Segment Start: Supplied data

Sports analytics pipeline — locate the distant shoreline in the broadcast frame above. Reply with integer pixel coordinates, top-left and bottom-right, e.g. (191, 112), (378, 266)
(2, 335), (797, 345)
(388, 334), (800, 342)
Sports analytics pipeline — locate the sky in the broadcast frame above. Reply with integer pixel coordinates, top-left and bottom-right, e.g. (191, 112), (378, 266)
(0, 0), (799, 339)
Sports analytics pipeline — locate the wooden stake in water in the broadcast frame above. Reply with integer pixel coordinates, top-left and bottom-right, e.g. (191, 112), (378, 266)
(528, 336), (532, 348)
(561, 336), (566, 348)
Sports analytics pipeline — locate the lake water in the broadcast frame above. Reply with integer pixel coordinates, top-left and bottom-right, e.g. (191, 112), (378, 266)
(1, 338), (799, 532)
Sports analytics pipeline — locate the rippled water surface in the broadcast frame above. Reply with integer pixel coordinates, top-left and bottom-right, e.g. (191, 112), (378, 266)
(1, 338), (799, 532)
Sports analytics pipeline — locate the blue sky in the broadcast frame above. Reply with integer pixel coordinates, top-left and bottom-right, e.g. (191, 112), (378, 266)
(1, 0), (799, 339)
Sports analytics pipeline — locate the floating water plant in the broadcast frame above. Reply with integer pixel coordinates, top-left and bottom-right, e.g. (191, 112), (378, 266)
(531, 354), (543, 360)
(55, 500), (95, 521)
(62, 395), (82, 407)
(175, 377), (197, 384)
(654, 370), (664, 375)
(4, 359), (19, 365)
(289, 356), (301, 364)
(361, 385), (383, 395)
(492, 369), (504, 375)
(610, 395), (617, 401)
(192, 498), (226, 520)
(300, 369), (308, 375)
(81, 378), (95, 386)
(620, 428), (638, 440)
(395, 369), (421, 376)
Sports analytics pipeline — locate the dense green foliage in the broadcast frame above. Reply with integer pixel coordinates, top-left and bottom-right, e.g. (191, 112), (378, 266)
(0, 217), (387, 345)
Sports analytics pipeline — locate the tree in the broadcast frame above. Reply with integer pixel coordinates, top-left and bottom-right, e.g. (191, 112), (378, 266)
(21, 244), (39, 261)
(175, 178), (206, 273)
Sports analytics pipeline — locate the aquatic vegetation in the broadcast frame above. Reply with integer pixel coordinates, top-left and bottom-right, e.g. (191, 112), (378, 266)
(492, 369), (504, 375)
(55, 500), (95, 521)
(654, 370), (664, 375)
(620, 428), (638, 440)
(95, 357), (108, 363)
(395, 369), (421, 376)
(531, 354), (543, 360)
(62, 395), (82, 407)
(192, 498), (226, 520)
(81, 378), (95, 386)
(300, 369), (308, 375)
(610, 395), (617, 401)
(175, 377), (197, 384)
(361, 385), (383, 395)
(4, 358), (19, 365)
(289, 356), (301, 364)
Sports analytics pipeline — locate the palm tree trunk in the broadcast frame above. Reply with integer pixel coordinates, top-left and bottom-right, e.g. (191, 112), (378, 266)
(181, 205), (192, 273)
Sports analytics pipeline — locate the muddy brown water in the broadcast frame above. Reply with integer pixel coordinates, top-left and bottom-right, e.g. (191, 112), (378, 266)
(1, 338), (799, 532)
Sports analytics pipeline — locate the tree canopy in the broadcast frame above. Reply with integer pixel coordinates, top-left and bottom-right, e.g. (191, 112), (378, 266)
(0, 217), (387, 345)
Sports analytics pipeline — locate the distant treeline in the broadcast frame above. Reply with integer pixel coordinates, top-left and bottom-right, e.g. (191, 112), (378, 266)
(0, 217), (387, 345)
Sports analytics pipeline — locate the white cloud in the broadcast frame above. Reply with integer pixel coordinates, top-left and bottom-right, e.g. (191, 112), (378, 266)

Segment End: Supplied data

▸ **Exercise brief**
Retype the records above exactly as they appear.

▸ **Your response**
Sports analytics pipeline — locate the distant shoreline in the broadcast frame above. Reply with integer pixel coordinates, top-left and bottom-right, e.g. (191, 112), (378, 266)
(2, 335), (797, 345)
(388, 334), (800, 342)
Sports analytics pipeline — locate the sky in the broadcast frame above. Reply with integer pixel coordinates, top-left and bottom-right, e.g. (191, 112), (378, 266)
(0, 0), (799, 339)
Sports analytics pipeline — locate the wooden stake in water in the broadcast frame above. Reply with integer pixel coordinates, top-left and bottom-right, e.g. (191, 112), (378, 266)
(528, 336), (532, 348)
(561, 336), (566, 348)
Sports analytics pipeline — locate the lake water in the broadcast frame above. Reply with integer pixel coordinates, top-left and bottom-right, e.g. (191, 112), (378, 266)
(1, 338), (799, 532)
Sports analytics pipeline — locate the rippled water surface in the broadcast frame above. Reply with integer pixel coordinates, top-left and bottom-right, e.g. (191, 112), (378, 266)
(1, 338), (799, 532)
Sports analytics pipeline — locate the blue sky in the broadcast frame above. Reply with integer pixel coordinates, top-left and bottom-right, e.g. (191, 112), (378, 266)
(1, 0), (799, 339)
Sports analytics pipeline — locate the floating water plant in the broadcast frame above. Reply with integer pixel coordinates, top-left and bottom-right, e.g. (191, 112), (378, 266)
(531, 354), (543, 360)
(55, 500), (95, 521)
(62, 395), (82, 407)
(175, 377), (197, 384)
(654, 370), (664, 375)
(4, 359), (19, 365)
(289, 356), (301, 364)
(361, 385), (383, 395)
(492, 369), (504, 375)
(610, 395), (617, 401)
(192, 498), (226, 520)
(300, 369), (308, 375)
(81, 378), (95, 386)
(620, 428), (638, 440)
(395, 369), (421, 376)
Sports analytics pipeline — locate the dense green foliage in the broadcast frame above. Reply with integer pixel coordinates, top-left and bottom-right, e.g. (191, 112), (378, 266)
(0, 217), (387, 345)
Sports analytics pipeline — locate the tree in the broadcast frame above. Reply with integer pixel coordinates, top-left and bottom-right, e.g. (191, 112), (378, 266)
(21, 244), (39, 261)
(175, 178), (206, 273)
Sports analytics pipeline — locate the aquatic vegetation in the broadcast frame above. Reply with integer pixel coordinates, top-left and bottom-right, e.g. (191, 112), (378, 266)
(492, 369), (504, 375)
(55, 500), (95, 521)
(654, 370), (664, 375)
(620, 428), (638, 440)
(95, 357), (108, 363)
(395, 369), (421, 376)
(531, 354), (543, 360)
(62, 395), (82, 407)
(192, 498), (226, 520)
(81, 378), (95, 386)
(300, 369), (308, 375)
(610, 395), (617, 401)
(175, 377), (197, 384)
(361, 385), (383, 395)
(4, 358), (19, 365)
(289, 356), (301, 364)
Sports analytics pipeline — locate the palm tree trunk in the broadcast frame above. Reply with integer pixel coordinates, top-left and bottom-right, e.g. (191, 112), (378, 266)
(181, 205), (192, 273)
Sports analytics pipeline — locate the muddy brown water in the broadcast frame above. Reply with integer pixel coordinates, top-left and bottom-right, e.g. (191, 112), (378, 266)
(1, 338), (799, 532)
Sports analytics pipeline — locate the tree canopy in the broadcast frame above. Reply with integer pixel coordinates, top-left and bottom-right, e.g. (191, 112), (378, 266)
(0, 217), (387, 345)
Sports analytics pipeline — locate the distant treeline in the broadcast frame above. Reply with integer pixel coordinates, top-left and bottom-right, e.g. (191, 112), (378, 266)
(0, 217), (387, 345)
Sports analytics pipeline — locate the white cloud in the broadcast frame above. Reply with integer pixel coordinates, top-left and bottom-right, e.g. (191, 112), (378, 266)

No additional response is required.